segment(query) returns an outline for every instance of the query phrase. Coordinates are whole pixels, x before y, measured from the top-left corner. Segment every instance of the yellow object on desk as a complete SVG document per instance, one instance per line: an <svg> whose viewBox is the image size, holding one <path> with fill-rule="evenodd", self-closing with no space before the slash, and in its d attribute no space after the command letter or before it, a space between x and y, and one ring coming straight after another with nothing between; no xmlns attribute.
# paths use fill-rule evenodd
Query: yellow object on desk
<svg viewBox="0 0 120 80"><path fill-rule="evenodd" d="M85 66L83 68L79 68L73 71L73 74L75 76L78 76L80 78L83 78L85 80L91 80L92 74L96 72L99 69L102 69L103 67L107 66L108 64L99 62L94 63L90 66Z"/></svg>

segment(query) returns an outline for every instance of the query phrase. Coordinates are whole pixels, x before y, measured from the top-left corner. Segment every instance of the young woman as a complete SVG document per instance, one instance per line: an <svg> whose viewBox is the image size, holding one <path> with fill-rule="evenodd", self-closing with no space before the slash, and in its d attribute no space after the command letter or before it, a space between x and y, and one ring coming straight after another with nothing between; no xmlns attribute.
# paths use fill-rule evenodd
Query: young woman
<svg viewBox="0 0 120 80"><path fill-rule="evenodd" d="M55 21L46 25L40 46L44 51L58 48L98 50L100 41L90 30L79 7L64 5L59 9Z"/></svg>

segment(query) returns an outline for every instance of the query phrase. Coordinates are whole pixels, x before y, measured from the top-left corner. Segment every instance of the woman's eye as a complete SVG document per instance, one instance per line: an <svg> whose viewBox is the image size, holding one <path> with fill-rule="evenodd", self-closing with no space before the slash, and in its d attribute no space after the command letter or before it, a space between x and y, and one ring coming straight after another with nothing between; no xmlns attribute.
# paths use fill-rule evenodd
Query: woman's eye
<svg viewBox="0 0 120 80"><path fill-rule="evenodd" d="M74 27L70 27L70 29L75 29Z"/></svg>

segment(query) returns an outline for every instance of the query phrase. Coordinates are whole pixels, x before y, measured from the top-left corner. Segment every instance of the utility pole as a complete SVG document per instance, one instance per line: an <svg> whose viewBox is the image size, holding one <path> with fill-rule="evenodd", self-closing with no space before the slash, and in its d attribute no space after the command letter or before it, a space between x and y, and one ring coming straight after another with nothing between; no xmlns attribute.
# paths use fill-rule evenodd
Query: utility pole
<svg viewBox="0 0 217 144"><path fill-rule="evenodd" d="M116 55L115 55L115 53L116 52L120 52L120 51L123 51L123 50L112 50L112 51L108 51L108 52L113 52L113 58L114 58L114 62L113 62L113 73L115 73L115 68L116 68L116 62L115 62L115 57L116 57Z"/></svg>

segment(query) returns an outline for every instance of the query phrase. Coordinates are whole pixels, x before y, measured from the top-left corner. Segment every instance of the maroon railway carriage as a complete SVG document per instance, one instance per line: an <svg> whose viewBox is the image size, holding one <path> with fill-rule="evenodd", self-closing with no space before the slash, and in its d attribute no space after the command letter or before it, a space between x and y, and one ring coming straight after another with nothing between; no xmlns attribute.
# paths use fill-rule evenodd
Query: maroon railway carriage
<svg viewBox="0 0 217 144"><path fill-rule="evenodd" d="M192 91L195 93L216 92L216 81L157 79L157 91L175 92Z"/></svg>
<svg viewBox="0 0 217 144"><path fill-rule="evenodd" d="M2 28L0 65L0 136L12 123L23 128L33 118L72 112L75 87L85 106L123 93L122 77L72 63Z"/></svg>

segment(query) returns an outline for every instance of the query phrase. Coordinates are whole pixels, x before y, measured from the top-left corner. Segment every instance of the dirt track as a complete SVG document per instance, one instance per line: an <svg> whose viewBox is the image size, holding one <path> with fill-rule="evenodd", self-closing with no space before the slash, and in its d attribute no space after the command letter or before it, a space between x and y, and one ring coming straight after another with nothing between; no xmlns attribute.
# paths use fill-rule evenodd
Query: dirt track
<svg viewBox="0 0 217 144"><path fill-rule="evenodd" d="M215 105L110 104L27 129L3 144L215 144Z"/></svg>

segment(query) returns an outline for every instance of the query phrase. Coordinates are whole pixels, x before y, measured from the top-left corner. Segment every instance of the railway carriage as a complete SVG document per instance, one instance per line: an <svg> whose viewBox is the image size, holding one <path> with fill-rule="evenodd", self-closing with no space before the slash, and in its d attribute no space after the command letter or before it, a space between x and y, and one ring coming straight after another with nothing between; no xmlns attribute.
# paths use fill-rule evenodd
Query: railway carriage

____

■ WHAT TO DO: Can you render every line of the data above as a numbered list, dropping the blank lines?

■ WORKED ANSWER:
1. segment(query) returns an outline for every instance of the query phrase. Coordinates are whole pixels, x before y, measured from the top-left corner. Segment every instance of the yellow object on desk as a complete SVG document per instance, one instance per line: an <svg> whose viewBox is the image size, holding one <path> with fill-rule="evenodd", self-closing with no space before the slash, and in its d attribute no space after the command letter or before it, a space between x and y, and one ring coming straight after another with nothing between; no xmlns attribute.
2. # paths use fill-rule evenodd
3. Query: yellow object on desk
4. <svg viewBox="0 0 120 80"><path fill-rule="evenodd" d="M85 66L83 68L79 68L73 71L73 74L75 76L78 76L80 78L83 78L85 80L91 80L92 74L96 72L99 69L102 69L103 67L107 66L108 64L99 62L94 63L90 66Z"/></svg>
5. segment(query) returns an outline for every instance of the query phrase. Coordinates are whole pixels, x before y, measured from the top-left corner. Segment every instance of the young woman as a complete SVG document per instance, one instance per line: an <svg> whose viewBox is the image size, holding one <path> with fill-rule="evenodd", self-closing with no space before the slash, and in its d attribute no space after the command letter or before it, a space between x and y, and one ring coming straight after another with nothing between; no xmlns attribute.
6. # paths use fill-rule evenodd
7. Query: young woman
8. <svg viewBox="0 0 120 80"><path fill-rule="evenodd" d="M55 21L46 25L40 46L44 51L58 48L98 50L100 41L90 30L79 7L64 5L59 9Z"/></svg>
9. segment(query) returns an outline for every instance of the query phrase. Coordinates are whole pixels, x before y, measured from the top-left corner. Segment every instance of the woman's eye as a complete SVG document per instance, one instance per line: an <svg> whose viewBox is the image size, holding one <path> with fill-rule="evenodd", self-closing with no space before the slash, and in its d attribute no space after the command letter or before it, a space between x and y, and one ring coming straight after another with nothing between; no xmlns attribute.
10. # paths use fill-rule evenodd
11. Query: woman's eye
12. <svg viewBox="0 0 120 80"><path fill-rule="evenodd" d="M74 27L70 27L70 29L75 29Z"/></svg>
13. segment(query) returns an outline for every instance of the query phrase. Coordinates are whole pixels, x before y, measured from the top-left corner. Segment every instance of the utility pole as a complete SVG document per instance, one instance per line: an <svg> whose viewBox is the image size, holding one <path> with fill-rule="evenodd", self-closing with no space before the slash, and in its d attribute no space after the command letter or before it, a space between x and y, and one ring coming straight after another with nothing between; no xmlns attribute.
14. # paths use fill-rule evenodd
15. Query: utility pole
16. <svg viewBox="0 0 217 144"><path fill-rule="evenodd" d="M116 55L115 55L115 53L116 52L120 52L120 51L123 51L123 50L112 50L112 51L108 51L108 52L113 52L113 58L114 58L114 62L113 62L113 73L115 73L115 68L116 68L116 62L115 62L115 57L116 57Z"/></svg>
17. segment(query) returns an outline for every instance of the query phrase. Coordinates are whole pixels, x before y, measured from the top-left corner. Segment every instance of the maroon railway carriage as a complete SVG document per instance, one instance per line: an <svg> whose viewBox is the image size, holding one <path> with fill-rule="evenodd", self-closing with no space before the slash, and in its d attribute no space after the command letter or before it, a space between x and y, and one ring coming straight after another with nothing between; no xmlns attribute.
18. # paths use fill-rule evenodd
19. Query: maroon railway carriage
20. <svg viewBox="0 0 217 144"><path fill-rule="evenodd" d="M192 91L195 93L216 92L216 81L157 79L157 91L175 92Z"/></svg>
21. <svg viewBox="0 0 217 144"><path fill-rule="evenodd" d="M2 28L0 65L0 136L12 123L23 128L33 118L72 112L75 87L85 106L123 93L122 77L72 63Z"/></svg>
22. segment(query) returns an outline for every instance of the query phrase. Coordinates are whole pixels, x before y, measured from the top-left corner. Segment every instance of the dirt track as a complete SVG document per instance, one instance per line: an <svg> whose viewBox is the image size, holding one <path> with fill-rule="evenodd", self-closing with no space before the slash, and in its d attribute no space after the command letter or before it, a space between x and y, and one ring coming straight after another with nothing between; no xmlns attribute.
23. # paths use fill-rule evenodd
24. Query: dirt track
25. <svg viewBox="0 0 217 144"><path fill-rule="evenodd" d="M215 105L110 104L27 129L3 144L215 144Z"/></svg>
26. segment(query) returns an outline for every instance of the query phrase. Coordinates are whole pixels, x before y, measured from the top-left corner. Segment every instance of the railway carriage as a complete SVG document per instance, one instance per line: an <svg> whose viewBox is the image size, holding one <path> with fill-rule="evenodd", self-closing with no space before the slash, and in its d attribute no space after the command letter or before it, a space between x and y, and one ring coming straight after another with nothing between; no xmlns attribute.
27. # paths use fill-rule evenodd
28. Query: railway carriage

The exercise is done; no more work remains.